SOURCE EXTRACT:
BEGIN
People sometimes describe The Very Rev. Daniel Vélez-Rivera of Saint Gabriel's Episcopal Church ~ Iglesia San Gabriel, as a man without a church. To Father Daniel, “The church is not a building, but the people gathered in faith! In response to the question, ‘When will you build the church?’ we say, ‘We are building it each time we encounter people wherever we are.’”
St. Gabriel’s congregation in fact worships at four different locations: on Sundays, the English language service takes place at the Belmont Ridge Middle School at 10 a.m. (and on Zoom and Facebook Live); and the Spanish language service is at Saint James’ Episcopal Church in Leesburg at 3 p.m. (and via Facebook Live) with Sunday school for children and child care provided at both services. They’ve created the worship community of St. Gabriel’s at Ashby Ponds which meets monthly on the third Tuesday of the month at 10 a.m. During the summer months, they hold Saturday bilingual services outdoors at the Chapel in the Woods on land owned by the Diocese of Virginia.
END
Phrase grounding data:
BEGIN
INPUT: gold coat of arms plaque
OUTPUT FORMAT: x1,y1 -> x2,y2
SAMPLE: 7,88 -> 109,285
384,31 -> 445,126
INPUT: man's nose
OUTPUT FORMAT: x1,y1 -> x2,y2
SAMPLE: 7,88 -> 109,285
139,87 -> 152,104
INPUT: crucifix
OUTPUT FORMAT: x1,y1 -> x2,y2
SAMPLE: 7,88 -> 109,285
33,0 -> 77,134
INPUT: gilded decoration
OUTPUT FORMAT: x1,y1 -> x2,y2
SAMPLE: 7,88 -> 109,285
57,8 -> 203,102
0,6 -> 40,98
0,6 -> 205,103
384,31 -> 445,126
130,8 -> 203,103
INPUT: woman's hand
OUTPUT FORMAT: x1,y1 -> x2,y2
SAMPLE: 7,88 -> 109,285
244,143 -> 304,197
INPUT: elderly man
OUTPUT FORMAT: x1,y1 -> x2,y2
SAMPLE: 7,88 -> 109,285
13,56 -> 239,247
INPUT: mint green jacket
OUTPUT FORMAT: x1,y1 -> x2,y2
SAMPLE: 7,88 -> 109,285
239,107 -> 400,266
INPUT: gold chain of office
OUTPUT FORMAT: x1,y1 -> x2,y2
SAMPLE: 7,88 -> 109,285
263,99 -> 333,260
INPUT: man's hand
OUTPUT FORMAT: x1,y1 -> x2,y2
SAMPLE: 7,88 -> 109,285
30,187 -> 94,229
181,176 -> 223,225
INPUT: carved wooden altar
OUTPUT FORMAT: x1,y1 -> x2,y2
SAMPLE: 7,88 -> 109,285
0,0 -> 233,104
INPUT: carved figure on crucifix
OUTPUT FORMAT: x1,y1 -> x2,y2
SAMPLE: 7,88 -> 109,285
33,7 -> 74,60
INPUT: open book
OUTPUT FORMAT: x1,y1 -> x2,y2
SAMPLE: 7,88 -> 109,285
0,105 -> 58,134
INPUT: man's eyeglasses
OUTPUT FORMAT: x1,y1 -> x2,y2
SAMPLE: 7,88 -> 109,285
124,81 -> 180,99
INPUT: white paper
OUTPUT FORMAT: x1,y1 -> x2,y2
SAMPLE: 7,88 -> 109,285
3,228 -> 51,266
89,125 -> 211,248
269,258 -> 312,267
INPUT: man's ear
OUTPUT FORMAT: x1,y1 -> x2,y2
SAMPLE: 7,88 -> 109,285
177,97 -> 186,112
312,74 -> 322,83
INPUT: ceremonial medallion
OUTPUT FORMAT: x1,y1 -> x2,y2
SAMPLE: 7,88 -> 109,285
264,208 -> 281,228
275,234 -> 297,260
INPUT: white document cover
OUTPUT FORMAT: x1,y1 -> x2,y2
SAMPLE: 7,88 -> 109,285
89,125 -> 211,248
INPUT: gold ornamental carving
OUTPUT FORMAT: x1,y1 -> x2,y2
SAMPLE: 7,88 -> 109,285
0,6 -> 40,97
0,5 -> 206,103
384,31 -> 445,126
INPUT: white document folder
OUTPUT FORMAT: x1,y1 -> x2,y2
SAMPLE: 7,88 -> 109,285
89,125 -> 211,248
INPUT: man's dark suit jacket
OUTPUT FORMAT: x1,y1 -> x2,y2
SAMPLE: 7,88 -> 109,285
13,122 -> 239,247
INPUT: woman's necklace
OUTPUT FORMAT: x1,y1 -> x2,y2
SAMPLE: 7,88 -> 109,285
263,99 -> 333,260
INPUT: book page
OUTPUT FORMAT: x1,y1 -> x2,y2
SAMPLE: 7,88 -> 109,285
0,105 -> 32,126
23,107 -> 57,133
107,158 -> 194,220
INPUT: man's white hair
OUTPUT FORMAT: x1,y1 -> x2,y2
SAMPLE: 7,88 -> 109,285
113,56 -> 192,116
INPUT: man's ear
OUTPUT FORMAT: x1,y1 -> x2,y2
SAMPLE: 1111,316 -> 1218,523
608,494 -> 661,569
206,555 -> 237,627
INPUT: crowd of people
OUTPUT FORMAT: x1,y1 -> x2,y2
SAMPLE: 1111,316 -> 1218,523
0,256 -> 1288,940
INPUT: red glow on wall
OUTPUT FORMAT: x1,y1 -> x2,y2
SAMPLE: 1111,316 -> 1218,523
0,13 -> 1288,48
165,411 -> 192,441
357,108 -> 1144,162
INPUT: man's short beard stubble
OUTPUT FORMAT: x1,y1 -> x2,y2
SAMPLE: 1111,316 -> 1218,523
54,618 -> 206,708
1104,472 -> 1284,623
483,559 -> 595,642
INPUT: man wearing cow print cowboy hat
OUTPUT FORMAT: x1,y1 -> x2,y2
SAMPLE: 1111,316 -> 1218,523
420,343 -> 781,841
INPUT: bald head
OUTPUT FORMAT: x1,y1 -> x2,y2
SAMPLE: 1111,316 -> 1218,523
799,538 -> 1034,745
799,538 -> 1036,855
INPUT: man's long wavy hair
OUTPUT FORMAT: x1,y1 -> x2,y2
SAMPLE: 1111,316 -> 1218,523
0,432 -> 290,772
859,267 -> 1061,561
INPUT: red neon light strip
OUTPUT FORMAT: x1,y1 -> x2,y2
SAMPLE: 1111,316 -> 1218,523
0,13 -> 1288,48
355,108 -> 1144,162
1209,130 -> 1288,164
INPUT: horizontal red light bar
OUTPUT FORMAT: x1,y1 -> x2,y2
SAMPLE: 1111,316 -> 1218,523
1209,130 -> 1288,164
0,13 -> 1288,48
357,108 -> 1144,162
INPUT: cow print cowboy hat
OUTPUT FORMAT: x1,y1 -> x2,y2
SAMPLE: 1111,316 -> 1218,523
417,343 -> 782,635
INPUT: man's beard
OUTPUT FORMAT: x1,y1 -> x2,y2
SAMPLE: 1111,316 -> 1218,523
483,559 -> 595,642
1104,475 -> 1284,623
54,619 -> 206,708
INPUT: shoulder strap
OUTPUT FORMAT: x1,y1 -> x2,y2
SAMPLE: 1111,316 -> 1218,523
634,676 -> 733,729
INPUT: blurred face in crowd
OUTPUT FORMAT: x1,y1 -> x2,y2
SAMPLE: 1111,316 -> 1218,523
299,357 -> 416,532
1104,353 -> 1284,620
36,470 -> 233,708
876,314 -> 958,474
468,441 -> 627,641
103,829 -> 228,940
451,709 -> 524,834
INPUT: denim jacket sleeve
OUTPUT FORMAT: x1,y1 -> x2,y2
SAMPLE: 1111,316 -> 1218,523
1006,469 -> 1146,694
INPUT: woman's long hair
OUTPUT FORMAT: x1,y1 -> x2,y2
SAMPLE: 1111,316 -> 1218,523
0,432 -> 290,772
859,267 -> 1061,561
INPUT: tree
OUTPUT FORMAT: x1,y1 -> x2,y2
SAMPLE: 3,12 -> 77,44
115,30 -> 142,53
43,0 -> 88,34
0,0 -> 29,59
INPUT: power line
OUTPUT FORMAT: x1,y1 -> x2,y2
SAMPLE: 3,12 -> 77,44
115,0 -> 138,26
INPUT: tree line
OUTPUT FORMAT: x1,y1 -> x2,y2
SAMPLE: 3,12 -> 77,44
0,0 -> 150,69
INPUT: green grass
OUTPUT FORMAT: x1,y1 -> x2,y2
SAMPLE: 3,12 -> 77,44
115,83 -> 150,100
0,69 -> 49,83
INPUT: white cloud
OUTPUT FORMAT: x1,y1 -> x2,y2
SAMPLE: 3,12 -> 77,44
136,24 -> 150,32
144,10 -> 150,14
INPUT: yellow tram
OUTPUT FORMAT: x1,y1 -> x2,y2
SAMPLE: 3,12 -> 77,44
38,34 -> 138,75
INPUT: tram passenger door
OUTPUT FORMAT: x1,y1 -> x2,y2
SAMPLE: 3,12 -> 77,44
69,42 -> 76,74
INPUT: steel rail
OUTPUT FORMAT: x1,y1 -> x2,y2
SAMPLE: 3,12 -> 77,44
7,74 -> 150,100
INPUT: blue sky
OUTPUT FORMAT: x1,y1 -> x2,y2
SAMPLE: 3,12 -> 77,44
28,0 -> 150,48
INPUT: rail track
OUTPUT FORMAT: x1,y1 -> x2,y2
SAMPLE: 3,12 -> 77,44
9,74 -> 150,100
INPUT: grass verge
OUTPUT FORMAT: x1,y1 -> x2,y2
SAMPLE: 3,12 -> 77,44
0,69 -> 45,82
END
REQUIRED WORK:
1. Answer each of the following from the text about St. Gabriel's:
(a) At what time and place is the English language service held on Sundays?
(b) How often does the St. Gabriel's at Ashby Ponds community meet?
(c) According to Father Daniel, what is the church, if not a building?
2. Name every place where the text about St. Gabriel's says the congregation worships.

SOLUTIONS BY TASK:
1.
(a) At 10 a.m. at the Belmont Ridge Middle School.
(b) Monthly, on the third Tuesday of the month at 10 a.m.
(c) The people gathered in faith.

2.
- Belmont Ridge Middle School
- Saint James' Episcopal Church in Leesburg
- Ashby Ponds
- the Chapel in the Woods